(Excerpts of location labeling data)
——

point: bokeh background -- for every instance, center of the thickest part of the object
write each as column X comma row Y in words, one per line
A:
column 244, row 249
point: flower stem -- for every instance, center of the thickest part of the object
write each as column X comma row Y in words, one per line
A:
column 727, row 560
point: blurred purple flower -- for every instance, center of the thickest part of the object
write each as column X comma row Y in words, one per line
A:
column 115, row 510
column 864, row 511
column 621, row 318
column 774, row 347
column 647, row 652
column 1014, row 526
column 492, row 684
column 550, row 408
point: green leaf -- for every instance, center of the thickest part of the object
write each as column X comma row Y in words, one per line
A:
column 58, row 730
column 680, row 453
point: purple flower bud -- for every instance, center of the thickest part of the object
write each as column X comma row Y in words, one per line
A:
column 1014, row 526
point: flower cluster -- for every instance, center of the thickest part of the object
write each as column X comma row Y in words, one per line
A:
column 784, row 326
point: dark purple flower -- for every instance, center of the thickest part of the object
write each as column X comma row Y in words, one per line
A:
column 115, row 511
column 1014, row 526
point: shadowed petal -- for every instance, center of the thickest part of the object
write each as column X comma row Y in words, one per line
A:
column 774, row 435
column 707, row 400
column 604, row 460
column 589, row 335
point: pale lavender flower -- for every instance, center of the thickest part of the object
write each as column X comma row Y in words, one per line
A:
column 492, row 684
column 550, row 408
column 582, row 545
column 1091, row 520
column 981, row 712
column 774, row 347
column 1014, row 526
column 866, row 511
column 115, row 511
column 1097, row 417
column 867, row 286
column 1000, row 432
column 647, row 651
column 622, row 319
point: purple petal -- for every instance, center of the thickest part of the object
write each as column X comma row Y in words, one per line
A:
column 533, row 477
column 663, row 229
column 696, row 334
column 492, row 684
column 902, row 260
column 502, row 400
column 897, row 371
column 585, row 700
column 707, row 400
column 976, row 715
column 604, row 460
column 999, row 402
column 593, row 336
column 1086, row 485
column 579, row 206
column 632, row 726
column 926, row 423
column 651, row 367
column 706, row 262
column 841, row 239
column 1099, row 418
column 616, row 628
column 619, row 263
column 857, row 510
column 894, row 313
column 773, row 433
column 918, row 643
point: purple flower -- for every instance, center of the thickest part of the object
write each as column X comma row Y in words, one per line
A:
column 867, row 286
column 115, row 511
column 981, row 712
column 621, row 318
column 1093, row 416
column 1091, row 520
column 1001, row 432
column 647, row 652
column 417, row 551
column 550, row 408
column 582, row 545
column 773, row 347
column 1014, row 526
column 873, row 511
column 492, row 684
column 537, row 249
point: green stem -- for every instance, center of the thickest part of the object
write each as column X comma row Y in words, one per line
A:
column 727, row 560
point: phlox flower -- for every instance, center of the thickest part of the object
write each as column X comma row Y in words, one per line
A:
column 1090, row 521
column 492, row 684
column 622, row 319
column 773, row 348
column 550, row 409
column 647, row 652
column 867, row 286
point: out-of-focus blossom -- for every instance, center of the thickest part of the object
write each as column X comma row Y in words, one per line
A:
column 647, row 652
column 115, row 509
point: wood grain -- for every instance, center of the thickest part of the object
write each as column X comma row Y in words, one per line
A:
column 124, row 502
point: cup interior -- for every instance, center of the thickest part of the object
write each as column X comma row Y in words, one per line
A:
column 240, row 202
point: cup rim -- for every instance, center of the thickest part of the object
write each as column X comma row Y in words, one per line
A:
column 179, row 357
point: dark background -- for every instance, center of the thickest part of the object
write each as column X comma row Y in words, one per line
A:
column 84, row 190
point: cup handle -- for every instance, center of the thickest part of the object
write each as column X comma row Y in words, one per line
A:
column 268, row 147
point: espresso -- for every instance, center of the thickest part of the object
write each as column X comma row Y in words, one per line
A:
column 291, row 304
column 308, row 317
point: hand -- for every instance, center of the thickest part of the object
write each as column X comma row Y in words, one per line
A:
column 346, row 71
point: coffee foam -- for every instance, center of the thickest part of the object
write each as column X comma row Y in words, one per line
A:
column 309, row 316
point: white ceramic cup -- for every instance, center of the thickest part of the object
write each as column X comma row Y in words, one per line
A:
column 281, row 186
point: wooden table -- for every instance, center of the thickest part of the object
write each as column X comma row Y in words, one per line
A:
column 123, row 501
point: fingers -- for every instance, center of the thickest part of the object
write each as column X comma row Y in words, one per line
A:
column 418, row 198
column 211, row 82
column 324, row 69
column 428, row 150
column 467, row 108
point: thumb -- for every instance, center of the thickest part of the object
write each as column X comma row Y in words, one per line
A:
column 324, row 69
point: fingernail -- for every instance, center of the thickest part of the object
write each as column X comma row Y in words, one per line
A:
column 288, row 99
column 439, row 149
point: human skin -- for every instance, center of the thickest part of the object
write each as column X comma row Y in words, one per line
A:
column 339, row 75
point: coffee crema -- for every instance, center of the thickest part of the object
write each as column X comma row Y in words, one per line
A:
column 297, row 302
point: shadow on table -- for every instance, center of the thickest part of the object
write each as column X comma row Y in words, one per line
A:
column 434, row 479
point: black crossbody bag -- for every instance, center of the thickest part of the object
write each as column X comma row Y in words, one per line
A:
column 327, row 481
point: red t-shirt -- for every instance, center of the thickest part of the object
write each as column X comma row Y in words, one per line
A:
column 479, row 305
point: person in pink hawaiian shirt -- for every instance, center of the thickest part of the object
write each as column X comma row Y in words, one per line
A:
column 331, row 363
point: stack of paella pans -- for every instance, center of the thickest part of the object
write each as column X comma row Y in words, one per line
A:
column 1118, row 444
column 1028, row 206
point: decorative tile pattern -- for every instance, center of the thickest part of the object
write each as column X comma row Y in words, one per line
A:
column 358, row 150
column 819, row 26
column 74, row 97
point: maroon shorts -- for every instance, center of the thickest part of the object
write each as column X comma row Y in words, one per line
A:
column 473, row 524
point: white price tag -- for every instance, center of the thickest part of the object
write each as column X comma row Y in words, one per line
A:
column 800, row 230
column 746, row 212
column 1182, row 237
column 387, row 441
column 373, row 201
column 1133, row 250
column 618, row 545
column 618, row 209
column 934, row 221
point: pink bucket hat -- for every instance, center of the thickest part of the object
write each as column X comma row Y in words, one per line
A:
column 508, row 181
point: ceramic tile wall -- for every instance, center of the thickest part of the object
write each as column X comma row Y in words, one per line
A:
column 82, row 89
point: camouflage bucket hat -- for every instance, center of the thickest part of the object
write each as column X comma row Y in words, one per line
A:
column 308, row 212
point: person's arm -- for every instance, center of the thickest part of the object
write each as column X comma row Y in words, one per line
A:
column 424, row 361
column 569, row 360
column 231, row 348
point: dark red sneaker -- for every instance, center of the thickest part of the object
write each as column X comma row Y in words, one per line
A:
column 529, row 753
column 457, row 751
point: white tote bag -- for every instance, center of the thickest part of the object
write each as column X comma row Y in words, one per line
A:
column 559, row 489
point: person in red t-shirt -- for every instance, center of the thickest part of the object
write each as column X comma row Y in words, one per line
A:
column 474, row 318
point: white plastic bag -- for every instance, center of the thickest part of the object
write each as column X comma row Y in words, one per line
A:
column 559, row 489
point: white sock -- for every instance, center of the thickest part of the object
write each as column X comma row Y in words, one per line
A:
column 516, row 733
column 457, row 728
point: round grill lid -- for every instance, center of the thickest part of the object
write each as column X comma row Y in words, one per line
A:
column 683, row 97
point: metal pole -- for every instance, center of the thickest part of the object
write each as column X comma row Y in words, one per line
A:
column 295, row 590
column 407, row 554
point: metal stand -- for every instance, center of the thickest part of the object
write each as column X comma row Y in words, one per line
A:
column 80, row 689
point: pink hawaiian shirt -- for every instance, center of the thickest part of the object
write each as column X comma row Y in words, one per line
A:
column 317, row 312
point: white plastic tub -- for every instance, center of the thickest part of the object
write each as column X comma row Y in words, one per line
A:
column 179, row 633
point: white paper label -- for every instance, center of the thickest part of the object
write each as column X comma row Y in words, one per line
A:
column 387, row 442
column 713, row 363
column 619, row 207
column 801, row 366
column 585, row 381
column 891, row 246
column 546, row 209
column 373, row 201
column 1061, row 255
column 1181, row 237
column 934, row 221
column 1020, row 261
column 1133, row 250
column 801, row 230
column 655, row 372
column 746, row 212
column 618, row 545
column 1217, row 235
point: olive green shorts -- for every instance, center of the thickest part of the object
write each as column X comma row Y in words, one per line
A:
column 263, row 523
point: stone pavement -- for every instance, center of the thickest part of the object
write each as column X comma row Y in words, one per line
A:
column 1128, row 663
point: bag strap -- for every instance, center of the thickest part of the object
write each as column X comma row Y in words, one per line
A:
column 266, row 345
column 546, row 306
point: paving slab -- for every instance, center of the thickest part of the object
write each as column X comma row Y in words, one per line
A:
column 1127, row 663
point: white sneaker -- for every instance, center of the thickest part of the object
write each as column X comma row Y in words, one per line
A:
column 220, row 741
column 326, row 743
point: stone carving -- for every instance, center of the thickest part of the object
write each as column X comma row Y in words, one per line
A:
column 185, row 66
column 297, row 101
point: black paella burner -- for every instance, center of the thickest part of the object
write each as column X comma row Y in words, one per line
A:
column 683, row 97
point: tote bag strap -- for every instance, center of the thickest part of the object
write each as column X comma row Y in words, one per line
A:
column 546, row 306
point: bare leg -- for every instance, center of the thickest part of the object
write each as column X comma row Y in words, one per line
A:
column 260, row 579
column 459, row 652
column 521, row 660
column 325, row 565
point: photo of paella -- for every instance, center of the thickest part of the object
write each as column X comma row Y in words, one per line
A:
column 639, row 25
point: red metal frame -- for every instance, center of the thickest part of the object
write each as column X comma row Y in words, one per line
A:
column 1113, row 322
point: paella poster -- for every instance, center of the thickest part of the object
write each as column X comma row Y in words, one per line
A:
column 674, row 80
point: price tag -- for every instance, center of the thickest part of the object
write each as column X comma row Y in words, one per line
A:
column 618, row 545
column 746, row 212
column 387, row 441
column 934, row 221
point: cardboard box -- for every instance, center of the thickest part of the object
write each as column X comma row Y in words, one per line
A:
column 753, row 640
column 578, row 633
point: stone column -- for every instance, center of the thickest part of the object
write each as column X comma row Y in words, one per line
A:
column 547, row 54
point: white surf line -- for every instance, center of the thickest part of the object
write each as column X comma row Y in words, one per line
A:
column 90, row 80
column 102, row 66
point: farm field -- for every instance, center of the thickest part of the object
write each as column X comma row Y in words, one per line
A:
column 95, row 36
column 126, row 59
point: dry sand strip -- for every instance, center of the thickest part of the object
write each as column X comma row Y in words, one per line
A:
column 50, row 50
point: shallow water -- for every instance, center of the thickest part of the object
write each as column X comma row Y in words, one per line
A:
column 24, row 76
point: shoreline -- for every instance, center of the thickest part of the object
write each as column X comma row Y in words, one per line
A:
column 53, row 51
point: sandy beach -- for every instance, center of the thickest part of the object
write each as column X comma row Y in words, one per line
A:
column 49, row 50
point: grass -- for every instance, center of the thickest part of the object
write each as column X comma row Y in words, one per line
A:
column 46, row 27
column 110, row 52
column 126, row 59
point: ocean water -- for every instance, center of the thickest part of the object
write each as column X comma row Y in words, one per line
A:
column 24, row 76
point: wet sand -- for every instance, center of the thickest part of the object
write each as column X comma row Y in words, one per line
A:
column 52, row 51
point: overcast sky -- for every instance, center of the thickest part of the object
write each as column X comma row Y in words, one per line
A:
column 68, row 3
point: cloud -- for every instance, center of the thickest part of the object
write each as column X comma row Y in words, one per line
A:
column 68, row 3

——

» WRITTEN TASK:
From the line that contains "point: wet sand" to the last line of the material above, repeat every line exactly, keeping both the first and the last.

» RESULT BELOW:
point: wet sand -- for every instance, center of the thickest part of the object
write each as column X comma row Y in words, one per line
A:
column 52, row 51
point: overcast sky -- for every instance, center of the thickest part of the object
write each as column X comma row Y in words, one per line
A:
column 68, row 3
point: cloud -- for every instance, center of the thickest part of the object
write each as column X comma row Y in words, one per line
A:
column 68, row 3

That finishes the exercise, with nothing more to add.